• _Исходный текст_:
Обувь с мелким дефектом, эмалированные кастрюли с орфографической ошибкой в слове SALT, слегка посиневшие полки системы ИВАР, недостаточно хорошие, чтобы попасть в заграничный магазин ИКЕА — такой «брак» в польских магазинах шел нарасхват.
Виктор Папанек в книге «Дизайн для реального мира» расхваливал: «Trätofflor — деревянные сабо, которые до сих пор делают в шведском Ангельхольме, — великолепный пример местного рационального дизайна».
Фотография на странице 282 не вызывает сомнений. Это они! Дизайн местный, но производство стало глобальным (причем еще до того, как мы научились произносить слово «глобализация»).
На закате эпохи Герека2 моя семья стучала каблуками, будто компания веселых голландских (или скандинавских) крестьян. Это превращало жизнь соседей в ад, и не было недели, чтобы мужик снизу (в фильме его мог бы сыграть Луи де Фюнес) не устраивал скандала. Тонкий потолок и диалог, ведущийся при помощи азбуки Морзе: на провокационное цоканье каблуков отвечали послания, выстукиваемые палкой от швабры.
В той квартире я познал много истин о проектировании, дизайне и жизни. Например, что верность своим эстетическим пристрастиям — отвращение к тапочкам, тапкам, шлепкам и шлепанцам — может привести к серьезному конфликту с обществом.

* * *

В конце жизни отец полюбил пластиковые кроксы. Кто-то привез ему из Израиля еще до того, как разноцветные турботапки появились в каждом торговом центре. Это ближневосточное изобретение обеспечило нам прочный мир с соседями (что в определенном смысле парадоксально).

Шахта

В детском саду существовал свой литургический календарь. Сначала подготовка ко Дню учителя, потом ко Дню шахтера. Затем Годовщина освобождения Варшавы… и уже Красавица-Весна звала на первомайскую демонстрацию.

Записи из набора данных
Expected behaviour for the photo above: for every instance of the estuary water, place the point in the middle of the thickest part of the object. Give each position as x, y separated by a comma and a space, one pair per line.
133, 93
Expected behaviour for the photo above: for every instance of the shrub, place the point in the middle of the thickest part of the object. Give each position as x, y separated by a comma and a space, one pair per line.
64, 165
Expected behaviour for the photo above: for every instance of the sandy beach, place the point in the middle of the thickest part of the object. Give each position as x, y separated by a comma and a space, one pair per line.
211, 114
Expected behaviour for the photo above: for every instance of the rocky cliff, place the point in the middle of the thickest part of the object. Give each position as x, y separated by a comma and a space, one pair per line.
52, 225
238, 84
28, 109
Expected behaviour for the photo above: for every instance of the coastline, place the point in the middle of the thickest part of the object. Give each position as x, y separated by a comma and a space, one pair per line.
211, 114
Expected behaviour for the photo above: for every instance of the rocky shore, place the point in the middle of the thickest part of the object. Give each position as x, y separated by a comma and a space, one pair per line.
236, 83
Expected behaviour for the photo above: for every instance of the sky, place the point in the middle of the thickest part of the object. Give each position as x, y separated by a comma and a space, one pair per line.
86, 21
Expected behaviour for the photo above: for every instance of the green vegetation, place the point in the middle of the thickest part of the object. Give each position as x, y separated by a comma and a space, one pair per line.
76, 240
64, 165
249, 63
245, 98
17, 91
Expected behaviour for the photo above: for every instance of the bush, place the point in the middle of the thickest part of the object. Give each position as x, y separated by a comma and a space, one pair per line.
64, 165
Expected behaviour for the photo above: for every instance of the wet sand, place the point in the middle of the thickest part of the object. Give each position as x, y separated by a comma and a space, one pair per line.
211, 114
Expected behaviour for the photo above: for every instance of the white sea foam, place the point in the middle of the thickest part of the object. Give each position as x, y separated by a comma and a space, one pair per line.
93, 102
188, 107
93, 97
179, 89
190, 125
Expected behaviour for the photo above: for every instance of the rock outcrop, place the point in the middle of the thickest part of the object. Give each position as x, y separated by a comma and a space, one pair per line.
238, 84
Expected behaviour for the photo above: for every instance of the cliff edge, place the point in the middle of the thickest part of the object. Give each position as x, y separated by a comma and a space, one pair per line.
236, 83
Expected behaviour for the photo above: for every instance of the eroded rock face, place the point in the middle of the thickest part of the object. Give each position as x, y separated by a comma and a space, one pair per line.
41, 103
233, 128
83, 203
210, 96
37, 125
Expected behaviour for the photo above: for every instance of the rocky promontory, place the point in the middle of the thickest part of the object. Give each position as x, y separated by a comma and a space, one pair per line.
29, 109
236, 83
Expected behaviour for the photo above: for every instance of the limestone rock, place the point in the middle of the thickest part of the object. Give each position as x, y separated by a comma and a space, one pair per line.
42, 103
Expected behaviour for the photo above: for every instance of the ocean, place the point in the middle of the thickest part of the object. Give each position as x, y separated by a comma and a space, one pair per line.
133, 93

• _Задание A_:
Выпишите из исходного текста все слова, которыми названа домашняя обувь, вызывающая у рассказчика отвращение. Сохраните их форму из текста.
• _Задание B_:
Воспроизведите без изменений фрагмент исходного текста от «На закате эпохи» до «конфликту с обществом.» включительно.

• _Результат A_:
тапочкам, тапкам, шлепкам, шлепанцам

• _Результат B_:
На закате эпохи Герека2 моя семья стучала каблуками, будто компания веселых голландских (или скандинавских) крестьян. Это превращало жизнь соседей в ад, и не было недели, чтобы мужик снизу (в фильме его мог бы сыграть Луи де Фюнес) не устраивал скандала. Тонкий потолок и диалог, ведущийся при помощи азбуки Морзе: на провокационное цоканье каблуков отвечали послания, выстукиваемые палкой от швабры.
В той квартире я познал много истин о проектировании, дизайне и жизни. Например, что верность своим эстетическим пристрастиям — отвращение к тапочкам, тапкам, шлепкам и шлепанцам — может привести к серьезному конфликту с обществом.